* **Problem to solve**: Starting at the line containing "of the black" and ending at the last of the rows, write out every line again. Multiply each coordinate listed after a "Target:" line by 1.85 and round it to a whole number with halves rounded up, leaving all other numbers unchanged.

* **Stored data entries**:
- - -
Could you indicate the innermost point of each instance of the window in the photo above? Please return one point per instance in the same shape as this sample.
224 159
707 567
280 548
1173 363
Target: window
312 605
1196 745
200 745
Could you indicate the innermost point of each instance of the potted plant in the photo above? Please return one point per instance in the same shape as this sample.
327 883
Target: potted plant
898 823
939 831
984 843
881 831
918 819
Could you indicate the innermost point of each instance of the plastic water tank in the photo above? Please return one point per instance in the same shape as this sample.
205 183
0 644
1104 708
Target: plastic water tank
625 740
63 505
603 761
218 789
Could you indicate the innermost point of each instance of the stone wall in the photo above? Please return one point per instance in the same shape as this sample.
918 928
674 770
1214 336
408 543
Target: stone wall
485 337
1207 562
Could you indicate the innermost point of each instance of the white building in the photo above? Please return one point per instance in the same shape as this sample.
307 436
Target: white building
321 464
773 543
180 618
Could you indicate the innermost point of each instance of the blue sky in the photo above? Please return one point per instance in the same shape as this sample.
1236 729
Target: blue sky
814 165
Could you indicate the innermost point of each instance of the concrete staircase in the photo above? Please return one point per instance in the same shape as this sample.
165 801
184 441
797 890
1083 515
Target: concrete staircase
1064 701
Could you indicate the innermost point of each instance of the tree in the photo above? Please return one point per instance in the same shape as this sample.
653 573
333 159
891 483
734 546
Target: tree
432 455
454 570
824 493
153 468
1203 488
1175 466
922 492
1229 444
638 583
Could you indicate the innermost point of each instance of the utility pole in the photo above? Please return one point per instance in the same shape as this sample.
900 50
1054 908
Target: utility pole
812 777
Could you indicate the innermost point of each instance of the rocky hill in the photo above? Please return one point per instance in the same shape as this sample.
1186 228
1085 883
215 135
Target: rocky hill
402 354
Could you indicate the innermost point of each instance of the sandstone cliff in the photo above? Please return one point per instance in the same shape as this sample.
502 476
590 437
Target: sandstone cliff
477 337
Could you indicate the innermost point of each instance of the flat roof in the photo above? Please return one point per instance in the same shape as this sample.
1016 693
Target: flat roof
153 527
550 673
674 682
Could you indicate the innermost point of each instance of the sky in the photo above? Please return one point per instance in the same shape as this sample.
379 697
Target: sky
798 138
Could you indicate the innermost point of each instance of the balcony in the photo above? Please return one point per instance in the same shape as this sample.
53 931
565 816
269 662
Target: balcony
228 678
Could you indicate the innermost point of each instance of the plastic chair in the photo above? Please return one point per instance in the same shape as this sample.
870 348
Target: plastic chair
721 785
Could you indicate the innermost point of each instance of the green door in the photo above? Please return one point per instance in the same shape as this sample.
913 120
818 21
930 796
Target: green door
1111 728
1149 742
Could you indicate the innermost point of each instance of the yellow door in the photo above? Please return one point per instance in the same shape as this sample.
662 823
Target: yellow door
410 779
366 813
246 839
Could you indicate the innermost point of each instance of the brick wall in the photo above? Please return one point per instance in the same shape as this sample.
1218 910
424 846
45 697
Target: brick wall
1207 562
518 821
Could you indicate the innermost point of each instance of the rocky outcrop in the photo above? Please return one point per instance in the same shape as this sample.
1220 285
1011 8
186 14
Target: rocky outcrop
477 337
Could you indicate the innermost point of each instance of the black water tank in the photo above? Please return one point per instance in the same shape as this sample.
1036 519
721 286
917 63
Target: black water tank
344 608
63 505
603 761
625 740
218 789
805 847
- - -
* **Output of the task**:
Could you indicate the innermost point of each instance of the black water tank in the photo above? Please return one point per instance in the same shape as this sample.
1036 519
721 286
917 63
Target: black water tank
636 1125
117 934
1116 1408
1156 1369
403 1460
1489 1567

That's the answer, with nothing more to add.